(Object pointing dataset rows)
[START]
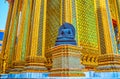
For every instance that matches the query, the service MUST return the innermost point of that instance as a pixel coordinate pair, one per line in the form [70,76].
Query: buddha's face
[66,32]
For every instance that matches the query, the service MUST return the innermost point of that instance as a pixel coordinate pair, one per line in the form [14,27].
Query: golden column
[35,57]
[2,67]
[10,36]
[24,41]
[108,46]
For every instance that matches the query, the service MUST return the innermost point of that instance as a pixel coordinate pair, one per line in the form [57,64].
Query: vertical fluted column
[7,28]
[36,52]
[109,54]
[10,46]
[117,13]
[35,30]
[23,35]
[66,11]
[105,25]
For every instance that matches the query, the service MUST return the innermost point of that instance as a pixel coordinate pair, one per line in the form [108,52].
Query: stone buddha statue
[66,35]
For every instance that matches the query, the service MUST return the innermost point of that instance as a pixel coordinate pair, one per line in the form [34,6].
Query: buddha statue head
[66,34]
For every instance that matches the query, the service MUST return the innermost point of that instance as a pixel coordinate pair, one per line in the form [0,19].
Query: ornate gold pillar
[6,36]
[108,47]
[23,35]
[35,58]
[10,38]
[66,11]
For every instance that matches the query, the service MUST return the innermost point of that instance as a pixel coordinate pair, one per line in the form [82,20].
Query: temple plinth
[66,61]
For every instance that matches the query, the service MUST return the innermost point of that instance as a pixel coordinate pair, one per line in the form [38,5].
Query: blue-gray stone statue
[66,35]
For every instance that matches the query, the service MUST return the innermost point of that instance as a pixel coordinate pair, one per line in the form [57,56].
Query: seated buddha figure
[66,35]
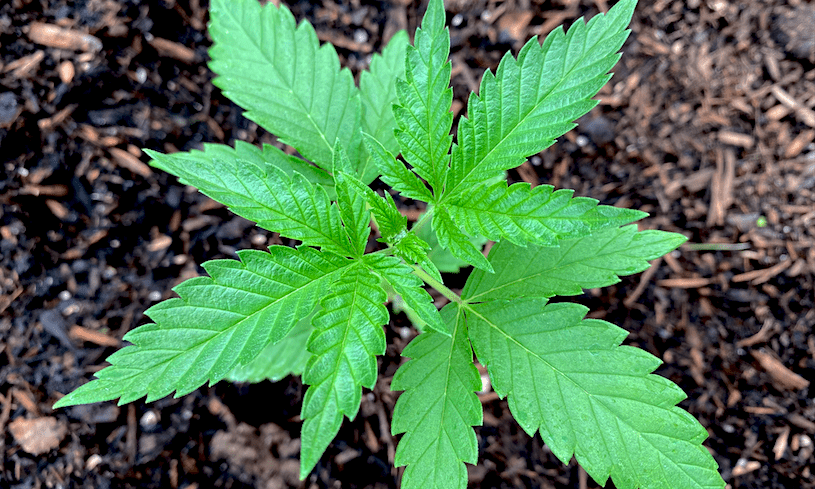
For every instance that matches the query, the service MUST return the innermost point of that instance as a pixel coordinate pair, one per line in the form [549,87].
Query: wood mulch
[708,124]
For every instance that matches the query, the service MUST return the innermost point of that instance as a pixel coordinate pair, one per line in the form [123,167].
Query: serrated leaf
[289,204]
[460,245]
[409,287]
[569,378]
[378,91]
[414,250]
[278,360]
[218,322]
[539,215]
[438,408]
[395,173]
[530,101]
[356,217]
[288,83]
[347,338]
[584,263]
[441,258]
[423,114]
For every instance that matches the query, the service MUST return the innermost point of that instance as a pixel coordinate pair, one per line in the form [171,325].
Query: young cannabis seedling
[319,309]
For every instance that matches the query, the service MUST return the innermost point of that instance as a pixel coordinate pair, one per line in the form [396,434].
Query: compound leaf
[278,360]
[395,173]
[438,408]
[592,261]
[218,322]
[409,287]
[423,114]
[378,91]
[528,102]
[460,245]
[347,338]
[537,215]
[287,203]
[286,81]
[569,378]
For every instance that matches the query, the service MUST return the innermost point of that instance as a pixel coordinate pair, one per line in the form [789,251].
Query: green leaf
[570,379]
[347,338]
[460,245]
[537,215]
[593,261]
[395,173]
[441,258]
[356,217]
[278,360]
[289,204]
[391,222]
[528,103]
[218,322]
[438,408]
[409,287]
[286,81]
[378,91]
[414,250]
[423,115]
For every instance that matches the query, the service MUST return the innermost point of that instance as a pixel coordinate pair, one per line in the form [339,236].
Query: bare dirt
[708,124]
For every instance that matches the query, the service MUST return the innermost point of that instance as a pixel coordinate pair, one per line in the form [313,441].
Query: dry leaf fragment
[38,435]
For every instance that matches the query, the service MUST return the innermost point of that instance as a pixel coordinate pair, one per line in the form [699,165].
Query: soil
[708,124]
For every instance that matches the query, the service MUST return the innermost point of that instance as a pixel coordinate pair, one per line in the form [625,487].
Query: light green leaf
[441,258]
[409,287]
[395,173]
[390,221]
[347,338]
[356,217]
[438,408]
[423,115]
[278,360]
[378,90]
[593,261]
[289,204]
[537,215]
[520,110]
[570,379]
[460,245]
[218,322]
[414,250]
[286,81]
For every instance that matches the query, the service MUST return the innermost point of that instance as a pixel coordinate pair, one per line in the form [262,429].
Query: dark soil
[708,125]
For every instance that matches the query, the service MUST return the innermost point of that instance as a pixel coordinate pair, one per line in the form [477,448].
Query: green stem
[440,287]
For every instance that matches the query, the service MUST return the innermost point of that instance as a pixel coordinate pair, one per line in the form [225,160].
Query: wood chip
[783,378]
[170,49]
[685,283]
[756,277]
[128,161]
[781,443]
[84,334]
[736,139]
[59,37]
[38,435]
[25,66]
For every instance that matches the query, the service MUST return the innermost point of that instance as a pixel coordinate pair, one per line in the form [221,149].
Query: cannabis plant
[318,309]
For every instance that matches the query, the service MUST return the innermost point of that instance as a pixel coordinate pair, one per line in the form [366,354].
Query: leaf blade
[347,338]
[606,406]
[286,81]
[593,261]
[217,323]
[439,383]
[531,100]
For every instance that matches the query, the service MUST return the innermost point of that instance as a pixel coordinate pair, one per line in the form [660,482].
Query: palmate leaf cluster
[319,309]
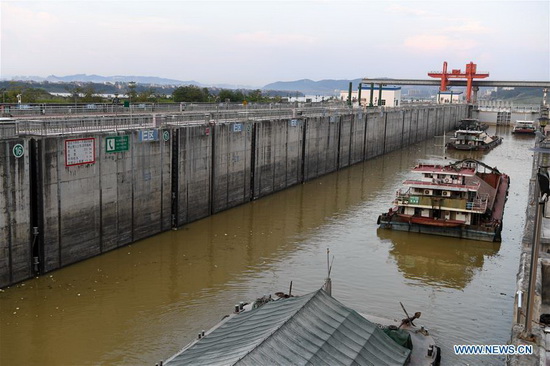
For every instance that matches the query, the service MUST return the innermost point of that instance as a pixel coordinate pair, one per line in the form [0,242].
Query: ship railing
[479,203]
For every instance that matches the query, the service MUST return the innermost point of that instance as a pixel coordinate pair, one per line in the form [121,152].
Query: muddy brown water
[140,304]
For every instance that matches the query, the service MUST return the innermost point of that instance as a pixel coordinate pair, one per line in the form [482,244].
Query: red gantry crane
[469,75]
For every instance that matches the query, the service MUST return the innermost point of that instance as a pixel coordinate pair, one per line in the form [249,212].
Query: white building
[449,97]
[391,96]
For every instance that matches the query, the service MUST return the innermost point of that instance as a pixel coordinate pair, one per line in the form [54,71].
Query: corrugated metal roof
[313,329]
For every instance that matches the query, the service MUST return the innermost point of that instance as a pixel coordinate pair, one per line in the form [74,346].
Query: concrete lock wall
[15,220]
[94,207]
[176,174]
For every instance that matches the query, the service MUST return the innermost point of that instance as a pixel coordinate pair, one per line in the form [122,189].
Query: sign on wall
[80,151]
[18,150]
[148,135]
[116,144]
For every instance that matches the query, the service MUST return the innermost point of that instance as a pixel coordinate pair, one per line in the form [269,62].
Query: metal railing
[204,113]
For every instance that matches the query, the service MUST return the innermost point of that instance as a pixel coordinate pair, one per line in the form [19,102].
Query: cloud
[409,11]
[468,27]
[430,43]
[270,39]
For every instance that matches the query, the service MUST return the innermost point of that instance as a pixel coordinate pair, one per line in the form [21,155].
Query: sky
[253,43]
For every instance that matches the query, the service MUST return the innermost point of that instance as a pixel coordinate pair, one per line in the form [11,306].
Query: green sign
[18,150]
[116,144]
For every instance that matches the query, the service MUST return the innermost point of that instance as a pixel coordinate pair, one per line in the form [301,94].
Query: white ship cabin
[441,193]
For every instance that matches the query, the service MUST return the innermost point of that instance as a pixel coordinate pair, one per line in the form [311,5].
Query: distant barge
[465,199]
[473,140]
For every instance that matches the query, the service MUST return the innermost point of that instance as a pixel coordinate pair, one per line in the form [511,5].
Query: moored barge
[473,140]
[464,199]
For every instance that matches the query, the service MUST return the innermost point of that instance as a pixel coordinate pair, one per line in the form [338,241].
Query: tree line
[88,93]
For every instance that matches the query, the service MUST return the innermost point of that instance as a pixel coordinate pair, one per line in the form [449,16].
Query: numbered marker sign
[80,151]
[116,144]
[18,150]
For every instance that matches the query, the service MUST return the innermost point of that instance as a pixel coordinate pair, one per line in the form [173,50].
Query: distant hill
[119,78]
[99,79]
[310,87]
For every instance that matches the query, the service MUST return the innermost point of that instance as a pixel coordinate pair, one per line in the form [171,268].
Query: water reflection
[434,261]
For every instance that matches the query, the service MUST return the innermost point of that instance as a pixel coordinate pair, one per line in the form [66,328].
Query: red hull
[431,221]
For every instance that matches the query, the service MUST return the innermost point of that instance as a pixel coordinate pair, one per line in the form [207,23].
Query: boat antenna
[409,320]
[328,282]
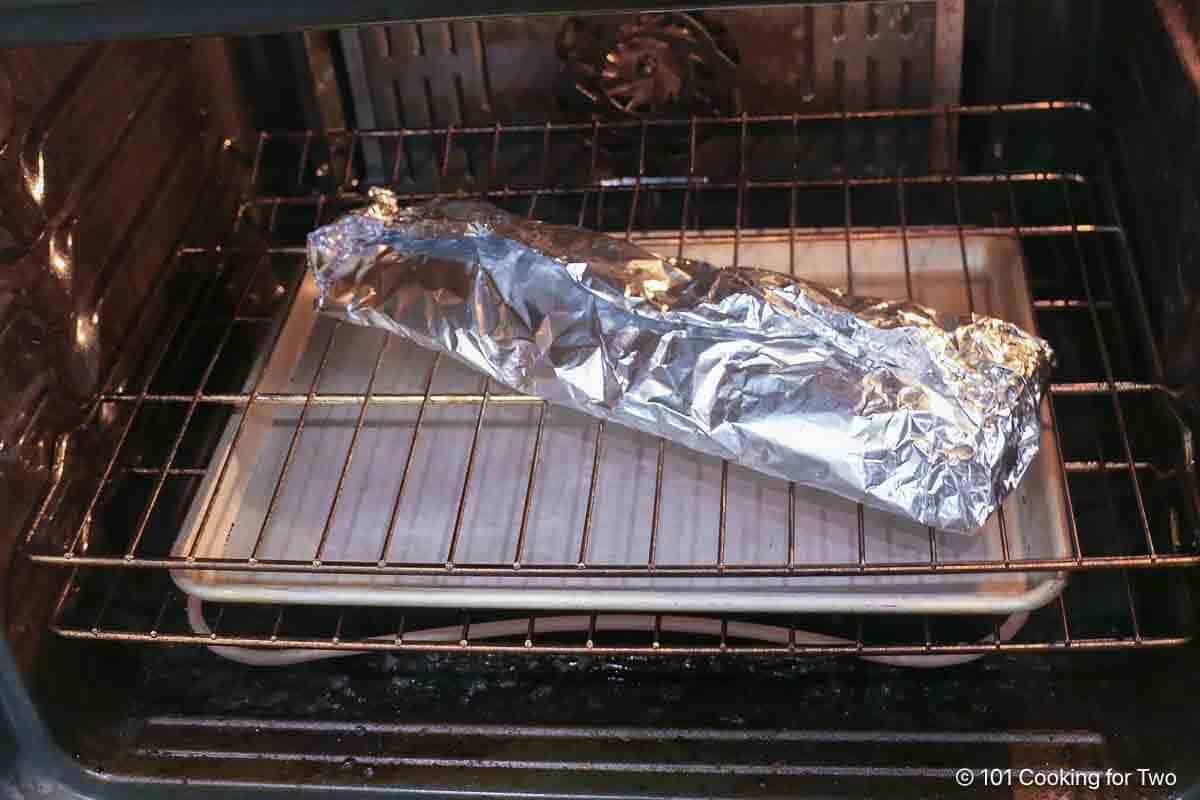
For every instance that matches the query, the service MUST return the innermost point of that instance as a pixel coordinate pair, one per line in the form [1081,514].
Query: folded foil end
[931,416]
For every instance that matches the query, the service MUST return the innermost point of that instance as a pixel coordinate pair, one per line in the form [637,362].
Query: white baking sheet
[757,506]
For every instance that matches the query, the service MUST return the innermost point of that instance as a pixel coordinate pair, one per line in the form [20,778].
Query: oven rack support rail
[1083,230]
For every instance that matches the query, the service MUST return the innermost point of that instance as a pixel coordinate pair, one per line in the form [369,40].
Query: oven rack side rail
[1084,230]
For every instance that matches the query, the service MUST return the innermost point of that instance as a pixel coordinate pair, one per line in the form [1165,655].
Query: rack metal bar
[617,125]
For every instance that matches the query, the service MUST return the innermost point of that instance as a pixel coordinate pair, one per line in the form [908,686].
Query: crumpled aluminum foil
[925,415]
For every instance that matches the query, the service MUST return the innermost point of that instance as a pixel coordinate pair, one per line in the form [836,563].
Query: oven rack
[1132,489]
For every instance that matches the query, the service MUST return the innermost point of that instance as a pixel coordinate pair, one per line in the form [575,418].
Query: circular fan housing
[652,65]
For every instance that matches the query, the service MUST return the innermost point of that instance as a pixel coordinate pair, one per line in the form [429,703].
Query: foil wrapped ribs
[927,415]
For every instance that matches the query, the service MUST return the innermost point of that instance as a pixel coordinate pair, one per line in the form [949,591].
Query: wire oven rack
[1127,453]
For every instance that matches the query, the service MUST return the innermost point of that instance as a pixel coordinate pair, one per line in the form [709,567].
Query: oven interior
[157,199]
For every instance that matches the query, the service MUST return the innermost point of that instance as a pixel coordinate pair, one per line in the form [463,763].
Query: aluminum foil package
[927,415]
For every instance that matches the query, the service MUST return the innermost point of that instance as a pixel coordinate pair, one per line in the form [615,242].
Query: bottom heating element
[235,469]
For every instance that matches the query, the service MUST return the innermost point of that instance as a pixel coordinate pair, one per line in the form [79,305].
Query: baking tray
[827,527]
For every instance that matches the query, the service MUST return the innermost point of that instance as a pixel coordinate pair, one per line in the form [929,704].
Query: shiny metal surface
[1116,560]
[930,416]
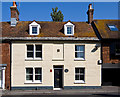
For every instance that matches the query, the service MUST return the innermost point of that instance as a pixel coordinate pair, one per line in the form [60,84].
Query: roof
[104,31]
[48,29]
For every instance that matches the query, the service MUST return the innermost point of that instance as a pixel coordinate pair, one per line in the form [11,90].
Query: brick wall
[5,59]
[106,56]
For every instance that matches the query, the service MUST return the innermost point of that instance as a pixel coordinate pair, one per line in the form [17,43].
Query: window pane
[37,70]
[29,77]
[30,47]
[38,77]
[82,70]
[113,28]
[38,47]
[29,71]
[39,54]
[30,54]
[76,77]
[79,48]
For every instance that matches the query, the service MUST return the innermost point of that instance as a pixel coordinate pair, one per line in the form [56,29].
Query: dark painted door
[58,78]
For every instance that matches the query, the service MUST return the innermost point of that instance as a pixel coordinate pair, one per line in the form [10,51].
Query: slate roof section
[48,29]
[104,31]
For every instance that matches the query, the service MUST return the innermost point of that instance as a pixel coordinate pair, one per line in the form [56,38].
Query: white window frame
[69,24]
[80,81]
[34,52]
[34,24]
[80,52]
[28,74]
[33,81]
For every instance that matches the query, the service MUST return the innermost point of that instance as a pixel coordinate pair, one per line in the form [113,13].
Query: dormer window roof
[34,28]
[69,29]
[113,28]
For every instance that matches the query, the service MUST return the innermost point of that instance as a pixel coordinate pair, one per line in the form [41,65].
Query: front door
[58,77]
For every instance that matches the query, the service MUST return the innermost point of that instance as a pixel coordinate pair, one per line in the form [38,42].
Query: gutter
[49,38]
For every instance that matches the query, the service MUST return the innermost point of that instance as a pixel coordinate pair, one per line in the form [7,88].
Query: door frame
[62,77]
[2,77]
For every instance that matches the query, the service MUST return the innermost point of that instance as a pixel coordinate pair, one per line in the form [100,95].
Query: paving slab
[103,90]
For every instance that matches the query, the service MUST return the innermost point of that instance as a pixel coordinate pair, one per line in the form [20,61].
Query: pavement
[106,90]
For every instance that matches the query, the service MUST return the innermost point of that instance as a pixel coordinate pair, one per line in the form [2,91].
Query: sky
[73,11]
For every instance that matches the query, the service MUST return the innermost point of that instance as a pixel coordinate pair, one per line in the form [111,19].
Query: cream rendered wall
[92,69]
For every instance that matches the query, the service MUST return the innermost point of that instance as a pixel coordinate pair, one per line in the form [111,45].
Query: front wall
[92,69]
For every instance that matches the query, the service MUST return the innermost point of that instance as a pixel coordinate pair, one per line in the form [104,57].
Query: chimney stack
[90,13]
[14,14]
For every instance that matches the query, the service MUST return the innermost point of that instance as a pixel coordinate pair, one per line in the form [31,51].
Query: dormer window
[69,29]
[113,28]
[34,28]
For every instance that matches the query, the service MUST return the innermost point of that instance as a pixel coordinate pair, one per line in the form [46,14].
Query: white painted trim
[57,88]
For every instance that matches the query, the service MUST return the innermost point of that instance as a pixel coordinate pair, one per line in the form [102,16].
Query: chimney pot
[90,13]
[90,6]
[14,4]
[14,14]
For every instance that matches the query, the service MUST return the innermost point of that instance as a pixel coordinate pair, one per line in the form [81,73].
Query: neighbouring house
[57,55]
[108,32]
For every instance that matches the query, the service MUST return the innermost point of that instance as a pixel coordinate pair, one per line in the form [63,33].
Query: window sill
[79,82]
[33,83]
[55,59]
[31,59]
[79,59]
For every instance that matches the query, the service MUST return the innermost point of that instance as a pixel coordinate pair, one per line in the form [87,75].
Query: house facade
[57,55]
[108,32]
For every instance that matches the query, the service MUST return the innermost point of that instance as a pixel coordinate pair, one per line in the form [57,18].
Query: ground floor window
[80,75]
[34,74]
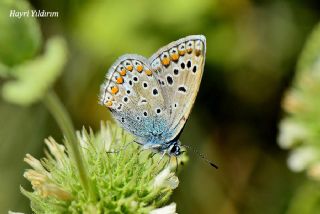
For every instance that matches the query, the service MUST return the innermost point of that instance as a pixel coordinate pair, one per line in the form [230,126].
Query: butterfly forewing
[134,97]
[178,68]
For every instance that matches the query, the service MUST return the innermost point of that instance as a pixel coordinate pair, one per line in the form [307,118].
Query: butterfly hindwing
[178,68]
[134,97]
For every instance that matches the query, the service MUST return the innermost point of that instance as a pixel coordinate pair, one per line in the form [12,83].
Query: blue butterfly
[152,98]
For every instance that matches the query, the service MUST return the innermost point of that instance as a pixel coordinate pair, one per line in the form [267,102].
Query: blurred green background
[252,51]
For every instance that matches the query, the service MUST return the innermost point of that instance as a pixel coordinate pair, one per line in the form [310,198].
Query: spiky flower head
[125,179]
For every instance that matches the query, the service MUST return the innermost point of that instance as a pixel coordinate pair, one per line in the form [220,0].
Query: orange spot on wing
[148,72]
[165,61]
[189,50]
[175,57]
[108,104]
[123,72]
[198,52]
[114,89]
[139,68]
[182,52]
[119,80]
[129,67]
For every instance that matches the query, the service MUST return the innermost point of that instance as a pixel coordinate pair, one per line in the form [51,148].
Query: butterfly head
[175,148]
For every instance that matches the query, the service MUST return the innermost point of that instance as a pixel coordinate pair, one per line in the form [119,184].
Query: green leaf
[35,77]
[310,56]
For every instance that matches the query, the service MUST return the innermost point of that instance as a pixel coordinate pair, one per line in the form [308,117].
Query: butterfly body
[152,98]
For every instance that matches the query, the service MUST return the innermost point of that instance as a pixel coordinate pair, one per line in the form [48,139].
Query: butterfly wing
[133,95]
[178,68]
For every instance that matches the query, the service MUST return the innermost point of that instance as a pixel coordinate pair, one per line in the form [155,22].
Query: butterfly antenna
[202,156]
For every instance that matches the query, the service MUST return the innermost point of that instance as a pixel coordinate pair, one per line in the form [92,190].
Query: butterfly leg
[124,147]
[162,156]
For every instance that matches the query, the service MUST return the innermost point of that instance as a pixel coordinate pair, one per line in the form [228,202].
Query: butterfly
[152,98]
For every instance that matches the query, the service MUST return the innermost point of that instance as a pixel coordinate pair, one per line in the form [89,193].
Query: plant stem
[58,111]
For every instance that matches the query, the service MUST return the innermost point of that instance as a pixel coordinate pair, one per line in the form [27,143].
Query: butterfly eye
[165,60]
[174,55]
[190,46]
[182,49]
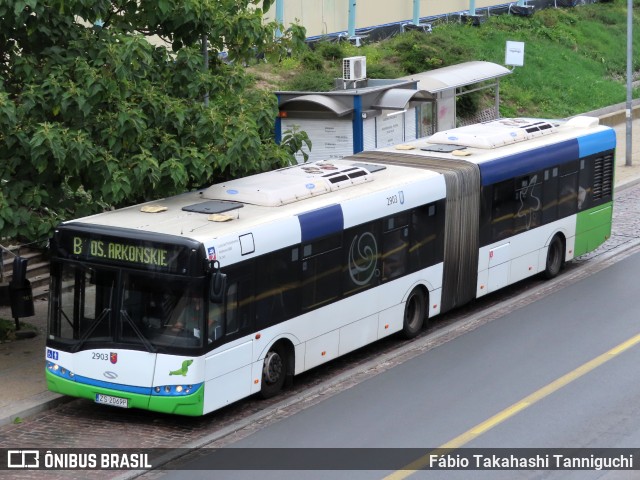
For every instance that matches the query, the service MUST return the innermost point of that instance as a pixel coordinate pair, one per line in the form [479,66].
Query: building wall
[323,17]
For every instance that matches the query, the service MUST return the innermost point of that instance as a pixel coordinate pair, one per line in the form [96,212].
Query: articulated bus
[189,303]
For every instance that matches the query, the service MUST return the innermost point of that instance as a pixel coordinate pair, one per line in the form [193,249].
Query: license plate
[113,401]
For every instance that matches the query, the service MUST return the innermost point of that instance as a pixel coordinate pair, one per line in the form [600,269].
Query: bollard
[20,294]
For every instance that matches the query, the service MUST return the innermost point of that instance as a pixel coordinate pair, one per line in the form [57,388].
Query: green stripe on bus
[593,227]
[190,405]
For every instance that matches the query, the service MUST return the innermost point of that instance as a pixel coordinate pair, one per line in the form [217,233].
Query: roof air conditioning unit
[354,68]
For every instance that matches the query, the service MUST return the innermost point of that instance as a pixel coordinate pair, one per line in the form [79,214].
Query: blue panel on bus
[528,162]
[597,142]
[321,222]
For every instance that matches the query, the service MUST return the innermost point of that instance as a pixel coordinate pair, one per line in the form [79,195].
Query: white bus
[189,303]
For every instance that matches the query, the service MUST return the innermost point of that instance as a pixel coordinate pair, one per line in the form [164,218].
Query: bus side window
[568,186]
[232,309]
[502,210]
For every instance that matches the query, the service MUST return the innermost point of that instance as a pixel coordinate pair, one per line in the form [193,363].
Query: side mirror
[218,285]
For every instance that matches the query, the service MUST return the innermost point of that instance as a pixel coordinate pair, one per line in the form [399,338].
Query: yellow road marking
[512,410]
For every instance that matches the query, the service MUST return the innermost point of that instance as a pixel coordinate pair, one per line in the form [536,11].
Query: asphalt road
[470,391]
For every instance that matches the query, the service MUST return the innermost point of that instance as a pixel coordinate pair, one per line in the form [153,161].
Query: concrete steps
[37,268]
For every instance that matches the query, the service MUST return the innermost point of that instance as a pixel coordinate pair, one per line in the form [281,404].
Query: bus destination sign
[134,253]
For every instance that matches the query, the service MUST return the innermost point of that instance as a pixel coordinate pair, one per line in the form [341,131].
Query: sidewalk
[22,362]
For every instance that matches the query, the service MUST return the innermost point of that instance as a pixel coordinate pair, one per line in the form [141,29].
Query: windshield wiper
[90,330]
[150,348]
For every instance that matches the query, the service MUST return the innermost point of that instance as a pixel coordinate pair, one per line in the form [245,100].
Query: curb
[32,406]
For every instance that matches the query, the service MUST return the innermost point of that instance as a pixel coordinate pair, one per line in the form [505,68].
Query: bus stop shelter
[367,114]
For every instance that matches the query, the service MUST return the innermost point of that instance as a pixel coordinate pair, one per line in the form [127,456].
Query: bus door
[228,366]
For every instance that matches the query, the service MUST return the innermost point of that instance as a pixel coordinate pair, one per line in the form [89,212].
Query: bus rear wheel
[555,258]
[274,371]
[414,313]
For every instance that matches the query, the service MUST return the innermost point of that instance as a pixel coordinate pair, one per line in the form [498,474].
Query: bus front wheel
[414,313]
[274,371]
[555,258]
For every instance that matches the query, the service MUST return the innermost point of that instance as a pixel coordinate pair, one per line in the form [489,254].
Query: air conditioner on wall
[354,68]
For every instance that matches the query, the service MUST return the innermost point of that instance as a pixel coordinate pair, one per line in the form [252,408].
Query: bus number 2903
[398,198]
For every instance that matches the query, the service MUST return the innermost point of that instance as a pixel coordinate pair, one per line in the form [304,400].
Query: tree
[93,114]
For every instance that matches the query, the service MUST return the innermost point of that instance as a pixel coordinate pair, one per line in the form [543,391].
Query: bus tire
[555,257]
[274,371]
[414,313]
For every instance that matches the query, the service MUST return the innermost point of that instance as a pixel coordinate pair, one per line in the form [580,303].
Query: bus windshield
[138,310]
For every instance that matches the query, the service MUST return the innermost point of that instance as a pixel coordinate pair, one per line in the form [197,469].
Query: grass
[575,58]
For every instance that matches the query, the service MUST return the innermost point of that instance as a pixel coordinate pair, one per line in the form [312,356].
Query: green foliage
[312,81]
[92,114]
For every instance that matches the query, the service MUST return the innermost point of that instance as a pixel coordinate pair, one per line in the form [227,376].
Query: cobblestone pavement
[83,424]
[END]
__EXERCISE BRIEF__
The required output is the exact sequence of lines from the one containing "the form [543,391]." through the end of the listing, both endpoints included.

__ANSWER TO THIS PROBLEM__
For every instance that matches the query, the service MUST return the innermost point of that instance as a pixel coordinate pair, one per line in the form [543,391].
Query: bus tire
[555,257]
[274,371]
[414,313]
For every instance that matches the query, the service MUST return the innermost point of that instance as a pixel coordinate pair, one per line in the form [580,303].
Query: bus windshield
[138,310]
For every instance that matches the query, the service MUST return the innermost point of that instance as a pixel coordinate pair, one per line in the form [197,469].
Query: grass
[575,58]
For every instance that matches the query, the service MUST return the innermost point of that instance as a pixel coordinate pair, one per line in the form [312,356].
Query: green foliage
[312,81]
[92,114]
For every instance that matches the query, the service MUST return the innermost point of that instance as a pixel coordinate pair, one per line in the form [227,376].
Query: cobblestone pavement
[83,424]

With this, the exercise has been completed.